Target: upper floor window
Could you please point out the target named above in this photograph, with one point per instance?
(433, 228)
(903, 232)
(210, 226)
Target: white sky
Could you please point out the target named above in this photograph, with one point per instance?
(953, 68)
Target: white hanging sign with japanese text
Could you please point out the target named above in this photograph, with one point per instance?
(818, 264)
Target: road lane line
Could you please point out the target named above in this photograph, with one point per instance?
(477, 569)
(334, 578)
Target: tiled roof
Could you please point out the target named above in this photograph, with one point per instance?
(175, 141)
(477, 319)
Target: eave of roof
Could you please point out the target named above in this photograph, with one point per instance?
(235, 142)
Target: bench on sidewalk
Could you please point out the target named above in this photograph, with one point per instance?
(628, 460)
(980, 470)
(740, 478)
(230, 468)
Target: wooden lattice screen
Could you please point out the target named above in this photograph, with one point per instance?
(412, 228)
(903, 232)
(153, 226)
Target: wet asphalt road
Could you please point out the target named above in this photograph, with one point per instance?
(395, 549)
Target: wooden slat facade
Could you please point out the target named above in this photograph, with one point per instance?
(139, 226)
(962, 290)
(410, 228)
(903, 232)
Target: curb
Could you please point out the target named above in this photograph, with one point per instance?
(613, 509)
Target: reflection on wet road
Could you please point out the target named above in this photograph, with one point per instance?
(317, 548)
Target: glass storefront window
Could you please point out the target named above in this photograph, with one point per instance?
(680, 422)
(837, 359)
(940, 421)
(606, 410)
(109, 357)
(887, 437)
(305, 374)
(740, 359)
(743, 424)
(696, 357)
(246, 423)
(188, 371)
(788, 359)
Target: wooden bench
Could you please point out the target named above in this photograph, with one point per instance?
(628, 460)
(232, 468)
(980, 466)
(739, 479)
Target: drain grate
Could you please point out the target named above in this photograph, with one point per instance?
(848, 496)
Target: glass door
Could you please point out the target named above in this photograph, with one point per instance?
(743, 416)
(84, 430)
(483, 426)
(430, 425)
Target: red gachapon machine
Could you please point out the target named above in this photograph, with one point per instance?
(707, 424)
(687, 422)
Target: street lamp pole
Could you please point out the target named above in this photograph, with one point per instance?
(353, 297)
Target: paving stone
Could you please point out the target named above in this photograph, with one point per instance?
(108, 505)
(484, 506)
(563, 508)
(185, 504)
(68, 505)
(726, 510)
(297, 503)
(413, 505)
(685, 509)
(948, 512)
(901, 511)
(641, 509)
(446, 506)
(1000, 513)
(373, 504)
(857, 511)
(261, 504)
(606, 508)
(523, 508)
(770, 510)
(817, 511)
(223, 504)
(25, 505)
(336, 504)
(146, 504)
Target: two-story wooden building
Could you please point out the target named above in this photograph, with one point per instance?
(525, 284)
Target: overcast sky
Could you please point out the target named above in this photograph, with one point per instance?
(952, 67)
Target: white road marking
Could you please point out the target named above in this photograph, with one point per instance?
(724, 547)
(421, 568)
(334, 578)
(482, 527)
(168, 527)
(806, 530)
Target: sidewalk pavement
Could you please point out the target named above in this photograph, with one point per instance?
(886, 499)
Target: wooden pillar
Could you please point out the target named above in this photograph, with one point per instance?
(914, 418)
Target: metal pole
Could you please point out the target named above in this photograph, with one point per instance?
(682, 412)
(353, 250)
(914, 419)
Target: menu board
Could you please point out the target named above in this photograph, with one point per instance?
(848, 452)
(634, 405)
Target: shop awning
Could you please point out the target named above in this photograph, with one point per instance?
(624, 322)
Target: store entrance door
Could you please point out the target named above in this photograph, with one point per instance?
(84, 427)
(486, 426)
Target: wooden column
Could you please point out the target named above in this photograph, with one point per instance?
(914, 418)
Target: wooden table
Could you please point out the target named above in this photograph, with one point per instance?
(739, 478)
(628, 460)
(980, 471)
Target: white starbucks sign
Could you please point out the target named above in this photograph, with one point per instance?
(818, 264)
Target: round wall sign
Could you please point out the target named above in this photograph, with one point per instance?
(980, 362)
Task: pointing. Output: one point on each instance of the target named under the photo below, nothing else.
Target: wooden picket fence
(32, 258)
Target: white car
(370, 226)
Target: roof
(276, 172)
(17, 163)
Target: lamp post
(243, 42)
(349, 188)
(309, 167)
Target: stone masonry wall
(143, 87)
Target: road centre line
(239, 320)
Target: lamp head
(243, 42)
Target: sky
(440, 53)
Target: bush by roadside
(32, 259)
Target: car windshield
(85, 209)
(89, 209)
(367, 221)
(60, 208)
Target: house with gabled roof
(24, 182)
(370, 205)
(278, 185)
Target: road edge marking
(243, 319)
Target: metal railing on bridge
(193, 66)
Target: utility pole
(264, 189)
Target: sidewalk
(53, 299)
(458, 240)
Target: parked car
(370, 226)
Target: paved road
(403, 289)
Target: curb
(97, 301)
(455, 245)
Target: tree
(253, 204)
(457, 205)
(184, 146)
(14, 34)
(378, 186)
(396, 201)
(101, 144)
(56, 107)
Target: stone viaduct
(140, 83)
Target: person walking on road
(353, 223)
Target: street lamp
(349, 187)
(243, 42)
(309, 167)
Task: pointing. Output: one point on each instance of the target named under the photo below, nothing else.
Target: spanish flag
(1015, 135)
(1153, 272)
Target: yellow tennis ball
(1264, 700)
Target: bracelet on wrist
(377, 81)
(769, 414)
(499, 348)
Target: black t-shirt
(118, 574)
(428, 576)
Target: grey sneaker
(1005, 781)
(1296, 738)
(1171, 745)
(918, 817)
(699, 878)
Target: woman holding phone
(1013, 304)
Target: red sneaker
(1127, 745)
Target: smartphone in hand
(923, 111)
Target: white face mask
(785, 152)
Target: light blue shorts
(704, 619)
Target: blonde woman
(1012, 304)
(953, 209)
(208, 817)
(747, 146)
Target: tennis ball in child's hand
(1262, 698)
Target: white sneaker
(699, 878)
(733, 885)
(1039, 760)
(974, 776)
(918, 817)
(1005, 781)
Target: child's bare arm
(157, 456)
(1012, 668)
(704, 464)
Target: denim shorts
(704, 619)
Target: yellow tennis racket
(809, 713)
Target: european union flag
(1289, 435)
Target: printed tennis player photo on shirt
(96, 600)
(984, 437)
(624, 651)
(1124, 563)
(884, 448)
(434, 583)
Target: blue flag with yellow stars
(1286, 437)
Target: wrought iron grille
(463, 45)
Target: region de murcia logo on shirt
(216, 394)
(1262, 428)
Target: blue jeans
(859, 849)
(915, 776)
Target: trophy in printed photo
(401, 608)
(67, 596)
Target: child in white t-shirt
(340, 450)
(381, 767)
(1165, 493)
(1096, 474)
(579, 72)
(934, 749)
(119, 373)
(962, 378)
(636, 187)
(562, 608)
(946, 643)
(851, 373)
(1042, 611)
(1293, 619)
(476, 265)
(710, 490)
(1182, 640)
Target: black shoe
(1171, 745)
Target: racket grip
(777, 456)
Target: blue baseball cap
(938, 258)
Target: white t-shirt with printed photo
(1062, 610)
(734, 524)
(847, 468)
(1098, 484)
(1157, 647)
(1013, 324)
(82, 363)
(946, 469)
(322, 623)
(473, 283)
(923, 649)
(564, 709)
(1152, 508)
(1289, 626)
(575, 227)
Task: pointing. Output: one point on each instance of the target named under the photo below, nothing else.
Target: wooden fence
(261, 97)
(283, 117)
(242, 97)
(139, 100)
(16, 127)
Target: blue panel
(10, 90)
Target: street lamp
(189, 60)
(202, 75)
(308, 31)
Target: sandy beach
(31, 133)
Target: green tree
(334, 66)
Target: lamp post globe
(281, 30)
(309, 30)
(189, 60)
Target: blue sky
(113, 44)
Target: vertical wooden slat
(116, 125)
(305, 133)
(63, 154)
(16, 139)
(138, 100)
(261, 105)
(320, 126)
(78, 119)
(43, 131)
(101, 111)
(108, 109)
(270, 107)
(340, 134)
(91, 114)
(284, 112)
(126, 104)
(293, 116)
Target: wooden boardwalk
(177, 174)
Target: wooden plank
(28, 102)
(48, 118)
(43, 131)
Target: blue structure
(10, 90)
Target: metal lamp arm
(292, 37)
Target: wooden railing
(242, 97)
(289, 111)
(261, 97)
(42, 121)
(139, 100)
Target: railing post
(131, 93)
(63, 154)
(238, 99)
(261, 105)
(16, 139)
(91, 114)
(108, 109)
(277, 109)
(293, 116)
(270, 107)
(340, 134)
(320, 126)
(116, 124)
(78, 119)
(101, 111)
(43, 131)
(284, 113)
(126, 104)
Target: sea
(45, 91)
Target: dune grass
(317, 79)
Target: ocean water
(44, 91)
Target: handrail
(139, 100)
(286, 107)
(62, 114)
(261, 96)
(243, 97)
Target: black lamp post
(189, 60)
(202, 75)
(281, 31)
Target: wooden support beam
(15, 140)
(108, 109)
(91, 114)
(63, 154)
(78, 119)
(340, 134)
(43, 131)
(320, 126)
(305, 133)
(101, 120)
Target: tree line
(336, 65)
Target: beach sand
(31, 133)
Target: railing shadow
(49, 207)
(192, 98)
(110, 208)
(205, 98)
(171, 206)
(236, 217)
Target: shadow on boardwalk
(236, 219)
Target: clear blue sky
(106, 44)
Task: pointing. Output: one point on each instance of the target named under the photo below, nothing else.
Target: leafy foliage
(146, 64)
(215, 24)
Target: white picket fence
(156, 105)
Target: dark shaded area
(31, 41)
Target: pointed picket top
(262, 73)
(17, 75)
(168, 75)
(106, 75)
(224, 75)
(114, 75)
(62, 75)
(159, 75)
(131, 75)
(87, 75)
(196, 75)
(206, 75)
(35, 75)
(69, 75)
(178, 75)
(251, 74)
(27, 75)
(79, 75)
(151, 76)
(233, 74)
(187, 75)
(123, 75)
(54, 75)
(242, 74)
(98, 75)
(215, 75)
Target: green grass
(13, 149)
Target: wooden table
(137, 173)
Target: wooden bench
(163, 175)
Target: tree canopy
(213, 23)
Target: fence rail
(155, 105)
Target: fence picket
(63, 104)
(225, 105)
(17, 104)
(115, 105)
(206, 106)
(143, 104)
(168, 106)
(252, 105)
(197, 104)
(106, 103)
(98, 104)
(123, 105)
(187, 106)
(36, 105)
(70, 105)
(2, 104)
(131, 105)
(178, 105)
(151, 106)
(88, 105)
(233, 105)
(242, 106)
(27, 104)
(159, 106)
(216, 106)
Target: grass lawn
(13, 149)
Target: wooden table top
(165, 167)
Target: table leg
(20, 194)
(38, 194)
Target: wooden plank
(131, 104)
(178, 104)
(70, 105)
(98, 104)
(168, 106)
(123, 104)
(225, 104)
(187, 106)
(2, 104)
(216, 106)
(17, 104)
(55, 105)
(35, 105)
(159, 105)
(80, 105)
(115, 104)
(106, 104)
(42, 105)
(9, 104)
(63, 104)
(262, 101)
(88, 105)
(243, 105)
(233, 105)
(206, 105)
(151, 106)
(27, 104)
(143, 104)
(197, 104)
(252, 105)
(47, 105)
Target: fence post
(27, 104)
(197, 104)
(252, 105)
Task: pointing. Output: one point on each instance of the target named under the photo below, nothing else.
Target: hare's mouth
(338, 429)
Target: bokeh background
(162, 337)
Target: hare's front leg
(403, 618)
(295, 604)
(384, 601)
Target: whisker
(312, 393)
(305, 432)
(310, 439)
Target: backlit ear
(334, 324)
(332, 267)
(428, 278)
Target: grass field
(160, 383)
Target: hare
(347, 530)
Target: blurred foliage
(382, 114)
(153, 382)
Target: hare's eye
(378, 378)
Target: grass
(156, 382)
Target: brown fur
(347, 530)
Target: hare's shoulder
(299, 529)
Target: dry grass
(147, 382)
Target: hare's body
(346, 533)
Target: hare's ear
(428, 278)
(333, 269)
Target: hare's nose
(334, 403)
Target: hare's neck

+ + + +

Task »
Reproduce, with no other lines, the one containing "Target: blurred foliage" and all lines after it through the end of the data above.

Reply »
Target: blurred foliage
(382, 114)
(153, 382)
Target: hare's eye
(378, 378)
Target: grass
(156, 382)
Target: brown fur
(347, 530)
Target: hare's shoulder
(299, 529)
Target: dry grass
(147, 382)
Target: hare's body
(346, 533)
Target: hare's ear
(428, 278)
(333, 269)
Target: hare's nose
(334, 403)
Target: hare's neck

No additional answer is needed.